TEXT PASSAGE ▸
Post-Acute Follow-up

6-week interval between referral placement and first provider home visit

Managed by phone from the day of discharge, seen by CAH provider within 5 business days

Patient Scheduling

Scheduling limited by provider availability in patient’s home zip code

No delays scheduling new patients within 5 days of hospital discharge

Primary Care Access

Homebound patient has limited primary care access due to mobility and/or medical limitations

Homebound patient receives longitudinal primary and urgent care at home starting the day of discharge from Parnassus

ED / Inpatient utilization

Homebound patient has high ED and inpatient utilization due to poor primary care access

CAH provides primary care access, leading to 18% lower ED utilization and 27% lower hospitalization rate

Average LOS per subsequent admission

18 days (per chart review of CAH patients prior to CAH enrollment)

6.5 days (actual observed Parnassus LOS for CAH patients in FY23)

GAPS

The gap this proposal seeks to address is CAH’s six-week delay from referral to first provider visit. This gap leaves inpatient providers caring for medically complex, homebound patients admitted to Parnassus (i.e., potential CAH patients) without good options for close post-discharge follow-up. Discharge is often delayed by the lack of available post-discharge care options, care which CAH could provide but for its extended intake process. The delay between referral and the first provider visit likely contributes to the longer lengths of stay (average 18 days) for these patients and risks potentially preventable readmissions in the post-discharge period before the first CAH provider visit.

We identify three components of CAH’s current practice that contribute to the gap described above:

  1. At present, CAH has no workflow for expedited enrollment. The CAH intake process involves in-depth eligibility, home safety, medical appropriateness, and insurance screenings that are time-intensive workflows for CAH patient coordinators and care managers prior to an initial provider home visit.
  2. Scheduling new patients has always been geographically determined, not time-from-discharge-based. CAH providers collectively cover all zip codes in San Francisco, but individual providers only see patients within a subset of geographically clustered zip codes. New patient scheduling has historically been determined by provider availability in the zip code where a patient resides.
  3. Post-discharge management is time- and resource-intensive. CAH patient coordinators and medical providers make significant efforts to ensure smooth transitions of care.

With support from the Caring Wisely program, we believe these 3 gaps can be closed with human-centered design of the above workflows without increasing CAH staff FTE.

INTERVENTION

We outline below each step of our proposed intervention. We include the responsible stakeholder and setting for each step (in parentheses). We also outline potential barriers to implementation as well as potential countermeasures to these barriers. If selected, we anticipate significant opportunities to hone these potential countermeasures further through PDSA cycles and with the support of implementation science coaching from the Caring Wisely team.

Following the table, we discuss our plans to measure and close equity gaps. We are eager to work with Caring Wisely implementation science coaches and benefit from technical assistance to help realize this intervention and attain a sustainable direct enrollment pathway for vulnerable patients.   

Step

Potential Barriers

Proposed Countermeasure

Admitted patient identified as potentially eligible for CAH (inpatient provider during index admission)

Manual provider screening could add time to existing provider workload.

INFORMATION SUPPLIED ▸
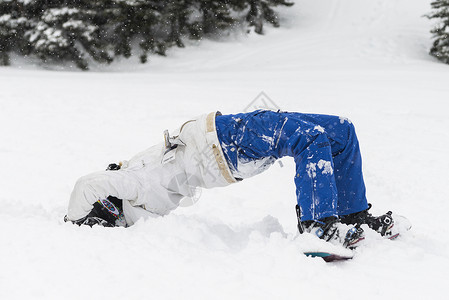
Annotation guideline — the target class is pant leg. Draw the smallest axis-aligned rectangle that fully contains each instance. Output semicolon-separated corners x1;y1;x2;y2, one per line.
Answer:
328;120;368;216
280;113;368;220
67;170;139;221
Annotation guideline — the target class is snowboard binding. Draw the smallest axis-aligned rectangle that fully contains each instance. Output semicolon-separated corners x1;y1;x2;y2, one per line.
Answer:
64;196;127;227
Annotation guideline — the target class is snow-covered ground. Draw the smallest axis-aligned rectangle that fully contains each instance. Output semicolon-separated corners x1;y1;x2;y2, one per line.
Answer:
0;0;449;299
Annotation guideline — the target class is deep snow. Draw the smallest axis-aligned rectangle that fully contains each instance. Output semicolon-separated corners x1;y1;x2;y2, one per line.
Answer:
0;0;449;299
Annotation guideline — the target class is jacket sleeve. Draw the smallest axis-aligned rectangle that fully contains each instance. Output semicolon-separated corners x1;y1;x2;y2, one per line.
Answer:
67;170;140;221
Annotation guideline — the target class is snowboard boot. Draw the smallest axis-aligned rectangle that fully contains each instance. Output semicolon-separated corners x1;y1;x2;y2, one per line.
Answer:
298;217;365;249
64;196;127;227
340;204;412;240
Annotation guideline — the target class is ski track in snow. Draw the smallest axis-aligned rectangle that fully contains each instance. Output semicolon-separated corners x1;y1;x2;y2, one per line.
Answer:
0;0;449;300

--

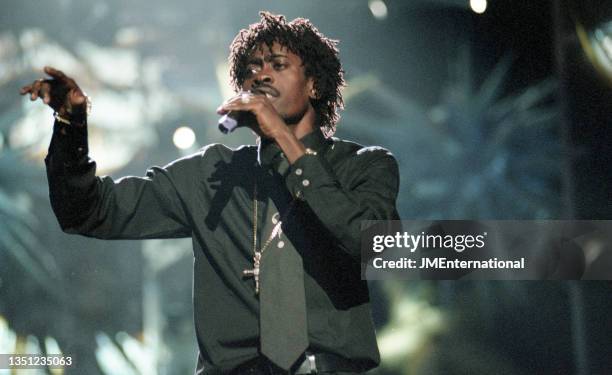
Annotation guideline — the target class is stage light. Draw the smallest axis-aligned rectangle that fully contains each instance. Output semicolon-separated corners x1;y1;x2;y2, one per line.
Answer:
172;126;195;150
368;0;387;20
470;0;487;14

* * *

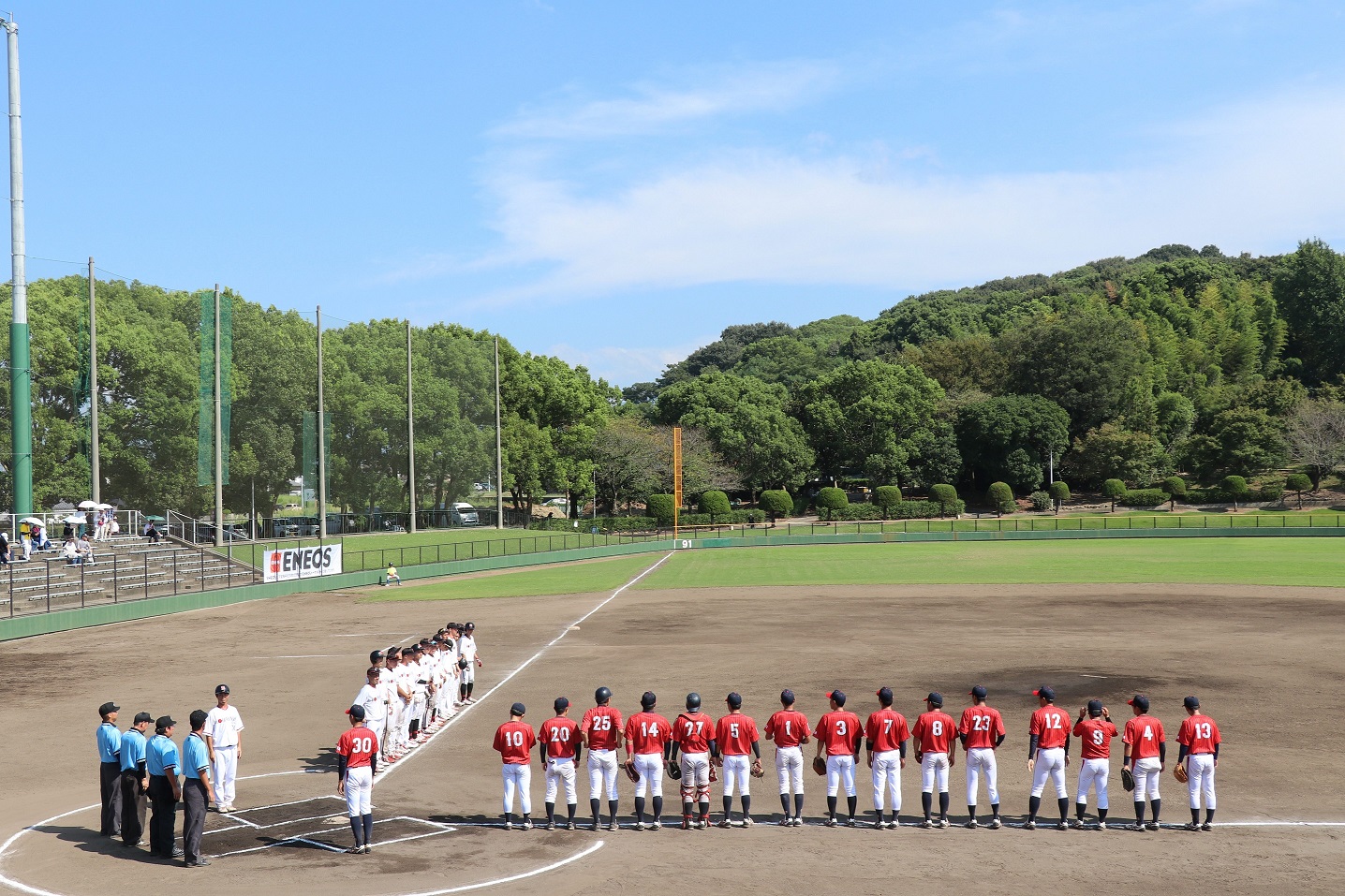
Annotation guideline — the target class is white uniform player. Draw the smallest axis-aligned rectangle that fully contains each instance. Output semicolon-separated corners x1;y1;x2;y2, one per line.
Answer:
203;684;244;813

TASK LIST ▸
**a.** In the proposal on post-discharge home care, what average length of stay was observed at Parnassus for CAH patients in FY23?
**b.** Please continue the proposal on post-discharge home care from the point where it stops.

EXERCISE ANSWERS ▸
**a.** 6.5 days.

**b.**
Create an ApeX report that identifies admitted patients potentially eligible for CAH, including: age ≥75 with ≥3 Parnassus admissions in prior 12 months and lives in San Francisco, age ≥75 with dementia-related admission and lives in San Francisco, age ≥75 with documented activity of daily living (ADL) impairment, no PCP, and lives in San Francisco.

Patient or caregiver is asked if they are interested in CAH (inpatient provider during index admission)

Explaining program details of CAH and transition of primary care could add time to provider workload or rounding time.

Design informational materials (e.g., patient brochure) to overview the CAH program in easy to understand language.

Basic eligibility screening performed (hospital-based Age-Friendly Health Systems QI Specialist)

QI specialist will need to speak to the patient, which could lead to patient confusion about QI specialist’s role on the inpatient treatment team.

Standardize language for QI specialist to introduce themselves, include eligibility criteria in patient informational materials.

Referral placed to CAH (inpatient provider during index admission)

QI specialist performing eligibility screening would have to confirm with provider prior to order placement, which could delay subsequent steps.

Systematize communication during MDR rounds to review all interested / eligible patients for provider referral to CAH.

Insurance review (CAH Patient Coordinators after referral is placed)

Somewhat specialized, lengthy task performed by CAH Patient Coordinators would need to be completed before inpatient discharge (i.e., when CAH assumes care)

Referring provider marks ApeX referrals for expedited enrollment as “urgent” to help CAH Patient Coordinators triage insurance review priority.

Transitional care hand-off prior to discharge (inpatient provider, CAH Care Manager [RN], by telephone)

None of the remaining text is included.